QUOTED TEXT
=====
The Kombucha Mamma's Lucky 13 Steps to Good Kombucha

Brewing your own kombucha at home is easy, safe and inexpensive. The ingredients list is short and you probably already have most of them in your pantry right now: tea and sugar. Source a quality SCOBY (or mother culture) from a trusted friend or reputable online seller and you are ready to brew!

Photography By | August 27, 2019

Ingredients

SERVINGS: 1 gallon
  • 1 gallon purified or bottled chlorine-free water
  • 4–6 tea bags or 4–6 teaspoons loose-leaf tea (try Hannah’s special tea blend or Magic Hour tea)
  • 1 cup organic cane sugar
  • SCOBY (Kombucha mother culture)
  • 1–2 cups strong starter liquid (well-fermented kombucha)
  • Fruit, juice, flowers, or other flavorings (optional)
=====
INSTRUCTION
Reproduce verbatim the part of the kombucha recipe from "Brewing your own" up to and including "ready to brew!".
=====
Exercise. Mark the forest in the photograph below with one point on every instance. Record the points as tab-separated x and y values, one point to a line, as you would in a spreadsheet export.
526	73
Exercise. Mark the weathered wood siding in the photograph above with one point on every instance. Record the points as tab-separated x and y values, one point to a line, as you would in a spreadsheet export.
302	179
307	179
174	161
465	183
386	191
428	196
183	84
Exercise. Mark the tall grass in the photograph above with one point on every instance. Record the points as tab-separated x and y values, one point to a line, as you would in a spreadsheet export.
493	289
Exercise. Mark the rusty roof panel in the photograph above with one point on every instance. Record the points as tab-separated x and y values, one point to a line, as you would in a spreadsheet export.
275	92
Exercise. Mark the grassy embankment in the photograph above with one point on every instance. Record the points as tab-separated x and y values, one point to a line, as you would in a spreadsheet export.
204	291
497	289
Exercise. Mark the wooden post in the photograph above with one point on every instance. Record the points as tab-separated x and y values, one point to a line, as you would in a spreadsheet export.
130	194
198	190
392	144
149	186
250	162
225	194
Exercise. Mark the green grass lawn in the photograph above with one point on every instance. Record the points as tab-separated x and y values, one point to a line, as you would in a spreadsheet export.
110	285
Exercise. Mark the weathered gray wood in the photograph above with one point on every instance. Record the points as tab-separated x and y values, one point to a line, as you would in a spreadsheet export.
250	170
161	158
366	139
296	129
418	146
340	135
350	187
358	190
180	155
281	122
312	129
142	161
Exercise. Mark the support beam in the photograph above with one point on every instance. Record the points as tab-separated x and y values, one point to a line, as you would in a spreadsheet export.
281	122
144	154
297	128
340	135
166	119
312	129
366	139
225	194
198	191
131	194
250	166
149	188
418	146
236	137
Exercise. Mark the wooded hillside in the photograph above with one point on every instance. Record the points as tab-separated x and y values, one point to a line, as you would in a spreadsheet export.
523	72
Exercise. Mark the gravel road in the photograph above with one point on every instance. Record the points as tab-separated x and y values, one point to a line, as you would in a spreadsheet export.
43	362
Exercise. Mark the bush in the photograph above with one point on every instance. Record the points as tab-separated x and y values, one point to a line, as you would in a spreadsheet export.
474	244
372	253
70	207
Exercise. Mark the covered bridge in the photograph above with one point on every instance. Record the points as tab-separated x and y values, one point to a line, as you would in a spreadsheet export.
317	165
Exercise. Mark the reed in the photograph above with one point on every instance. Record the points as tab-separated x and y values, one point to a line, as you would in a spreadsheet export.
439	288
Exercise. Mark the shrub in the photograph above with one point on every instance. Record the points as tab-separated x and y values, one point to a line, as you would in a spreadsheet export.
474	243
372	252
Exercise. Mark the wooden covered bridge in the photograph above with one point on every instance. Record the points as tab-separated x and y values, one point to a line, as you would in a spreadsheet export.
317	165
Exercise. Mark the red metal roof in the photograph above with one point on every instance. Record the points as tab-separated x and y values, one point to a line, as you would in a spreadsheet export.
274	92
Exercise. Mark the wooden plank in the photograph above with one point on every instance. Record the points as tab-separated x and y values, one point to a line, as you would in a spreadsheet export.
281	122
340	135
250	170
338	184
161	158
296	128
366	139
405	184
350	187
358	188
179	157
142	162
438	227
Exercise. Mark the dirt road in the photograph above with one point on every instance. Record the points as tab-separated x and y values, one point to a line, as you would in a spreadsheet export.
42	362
=====
RESPONSE TO THE EXERCISE
Brewing your own kombucha at home is easy, safe and inexpensive. The ingredients list is short and you probably already have most of them in your pantry right now: tea and sugar. Source a quality SCOBY (or mother culture) from a trusted friend or reputable online seller and you are ready to brew!